**Problem requirements:** Reproduce each of the rows below character for character, changing nothing.

**Records provided:**
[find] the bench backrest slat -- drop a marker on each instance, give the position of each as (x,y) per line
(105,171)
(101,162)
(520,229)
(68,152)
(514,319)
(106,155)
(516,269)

**The response:**
[find] the bench backrest slat -- drop a marker on each instance, give the position of each as (x,y) per line
(105,171)
(101,162)
(520,229)
(68,152)
(514,319)
(106,155)
(516,269)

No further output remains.